#### [REQUIRED ACTION]
The answer must restate every entry exactly as it appears.

#### [DATA TO EXAMINE]

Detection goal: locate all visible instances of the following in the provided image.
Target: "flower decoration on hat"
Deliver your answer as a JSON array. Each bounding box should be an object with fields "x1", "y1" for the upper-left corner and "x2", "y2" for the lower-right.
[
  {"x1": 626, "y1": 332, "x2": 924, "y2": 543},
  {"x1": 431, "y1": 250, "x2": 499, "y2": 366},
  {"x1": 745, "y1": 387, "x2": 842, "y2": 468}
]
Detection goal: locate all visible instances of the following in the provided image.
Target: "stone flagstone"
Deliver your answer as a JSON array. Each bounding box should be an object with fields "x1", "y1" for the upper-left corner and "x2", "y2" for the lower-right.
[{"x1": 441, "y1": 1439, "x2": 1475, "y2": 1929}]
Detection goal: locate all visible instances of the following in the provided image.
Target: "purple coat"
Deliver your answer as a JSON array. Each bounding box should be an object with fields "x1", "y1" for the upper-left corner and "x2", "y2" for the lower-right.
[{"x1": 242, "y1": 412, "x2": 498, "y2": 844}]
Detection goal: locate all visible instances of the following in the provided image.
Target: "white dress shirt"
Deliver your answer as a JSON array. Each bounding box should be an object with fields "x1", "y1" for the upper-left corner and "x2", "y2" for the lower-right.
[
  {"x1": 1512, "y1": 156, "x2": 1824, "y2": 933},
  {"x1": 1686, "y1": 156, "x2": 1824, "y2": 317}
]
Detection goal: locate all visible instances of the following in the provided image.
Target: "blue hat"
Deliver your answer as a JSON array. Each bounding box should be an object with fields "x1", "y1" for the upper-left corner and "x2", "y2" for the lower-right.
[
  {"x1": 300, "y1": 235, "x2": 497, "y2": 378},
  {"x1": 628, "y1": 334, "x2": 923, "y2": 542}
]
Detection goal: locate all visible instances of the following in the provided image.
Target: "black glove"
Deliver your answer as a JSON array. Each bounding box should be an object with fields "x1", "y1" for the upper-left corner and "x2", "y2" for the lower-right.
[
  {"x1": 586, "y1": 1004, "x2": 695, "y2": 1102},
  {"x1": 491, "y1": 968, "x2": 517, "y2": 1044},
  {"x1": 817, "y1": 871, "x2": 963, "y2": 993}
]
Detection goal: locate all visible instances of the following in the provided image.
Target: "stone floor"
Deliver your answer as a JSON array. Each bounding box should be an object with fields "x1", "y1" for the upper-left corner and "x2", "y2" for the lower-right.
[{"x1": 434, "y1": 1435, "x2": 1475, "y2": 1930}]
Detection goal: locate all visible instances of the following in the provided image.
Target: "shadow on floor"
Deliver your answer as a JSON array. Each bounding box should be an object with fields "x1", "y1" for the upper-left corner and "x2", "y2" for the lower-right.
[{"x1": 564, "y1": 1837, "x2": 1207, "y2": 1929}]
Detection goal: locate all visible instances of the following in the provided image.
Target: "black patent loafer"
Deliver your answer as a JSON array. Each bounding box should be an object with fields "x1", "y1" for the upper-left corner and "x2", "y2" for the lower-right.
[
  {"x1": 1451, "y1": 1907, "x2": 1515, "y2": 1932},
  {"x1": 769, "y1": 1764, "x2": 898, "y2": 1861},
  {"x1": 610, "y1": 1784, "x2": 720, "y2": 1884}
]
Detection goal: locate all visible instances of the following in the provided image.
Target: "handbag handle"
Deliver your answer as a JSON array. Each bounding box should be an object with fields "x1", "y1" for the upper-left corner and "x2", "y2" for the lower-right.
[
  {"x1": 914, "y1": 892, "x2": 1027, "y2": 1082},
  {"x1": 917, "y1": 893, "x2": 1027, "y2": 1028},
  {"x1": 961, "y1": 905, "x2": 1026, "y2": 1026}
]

#### [EXERCISE OUTPUT]
Detection goal: locate all visible instances of the following in the provided image.
Target: "flower decoration on hat"
Deliver your answer as a JSON array. Each bounding box should be an object with fields "x1", "y1" for the upper-left corner and "x2", "y2" for the lower-right.
[
  {"x1": 626, "y1": 332, "x2": 924, "y2": 543},
  {"x1": 431, "y1": 250, "x2": 499, "y2": 366},
  {"x1": 745, "y1": 387, "x2": 842, "y2": 468}
]
Detection goal: locate all visible instances of the following in the provided image.
Target: "stone flagstone"
Deliver your answer as a JSON array. Each bounding box should be an object with fields "x1", "y1" for the upper-left corner and "x2", "y2" for the lower-right.
[{"x1": 441, "y1": 1439, "x2": 1475, "y2": 1929}]
Detection goal: locate all visible instances of the following in the provided image.
Target: "purple coat"
Deliver your answer as a JSON array. Each bounding box should be an object with fields "x1", "y1" for the upper-left corner and "x2", "y2" for the lower-right.
[{"x1": 242, "y1": 412, "x2": 498, "y2": 844}]
Detection goal: locate all visible instances of the following in the provided image.
Target: "white dress shirt"
Deliver your answer as a JSON array. Each bounding box should be an object with fields "x1", "y1" for the upper-left corner and "x2", "y2" for the lower-right.
[
  {"x1": 1512, "y1": 156, "x2": 1824, "y2": 933},
  {"x1": 1686, "y1": 156, "x2": 1824, "y2": 317}
]
Detection goal: locate all visible instances of the following in the provided image.
Target: "blue hat"
Deliver your answer as a JSON array. Each bounding box should be an object with fields "x1", "y1" for the upper-left corner and "x2", "y2" for the lower-right.
[
  {"x1": 300, "y1": 235, "x2": 497, "y2": 378},
  {"x1": 628, "y1": 334, "x2": 923, "y2": 542}
]
Detection goal: locate all visible instances of the following in the provided image.
Target: "black glove"
Deliver your answer as a JSON array. Each bounding box should be an object with fields "x1", "y1" for the upper-left corner and "x2", "y2" for the lower-right.
[
  {"x1": 586, "y1": 1004, "x2": 695, "y2": 1102},
  {"x1": 491, "y1": 968, "x2": 517, "y2": 1044},
  {"x1": 817, "y1": 871, "x2": 963, "y2": 993}
]
Detection goal: locate all visible instances of the following in the provided image.
Target: "stone floor"
Deliver your answer as a JSON array. Each bounding box should be an object with fields "x1", "y1" for the upper-left corner and "x2", "y2" for the lower-right.
[{"x1": 434, "y1": 1435, "x2": 1475, "y2": 1930}]
Detection goal: locate all visible instances of the following in the provided image.
Target: "shadow on floor"
Deliver your answer as a JSON array. Each bounding box should be an object with fields "x1", "y1" for the upper-left corner and "x2", "y2" for the lower-right.
[{"x1": 564, "y1": 1837, "x2": 1207, "y2": 1929}]
Detection goal: locate all visible instances of the following in the provided image.
Target: "black patent loafer"
Deliver your answer as a JSON array. Each bounding box should be an object with fields "x1", "y1" for the upper-left corner and "x2", "y2" for the lower-right.
[
  {"x1": 1451, "y1": 1907, "x2": 1515, "y2": 1932},
  {"x1": 769, "y1": 1764, "x2": 898, "y2": 1861},
  {"x1": 610, "y1": 1784, "x2": 720, "y2": 1884}
]
Detection goal: locate all visible instances of the following in the provided image.
Target: "handbag handle"
Deliver your answer as a JSON array. Each bounding box should be an object with fields "x1", "y1" for the upper-left corner and "x2", "y2" for the lower-right.
[
  {"x1": 914, "y1": 892, "x2": 1027, "y2": 1082},
  {"x1": 917, "y1": 893, "x2": 1027, "y2": 1028},
  {"x1": 961, "y1": 905, "x2": 1026, "y2": 1026}
]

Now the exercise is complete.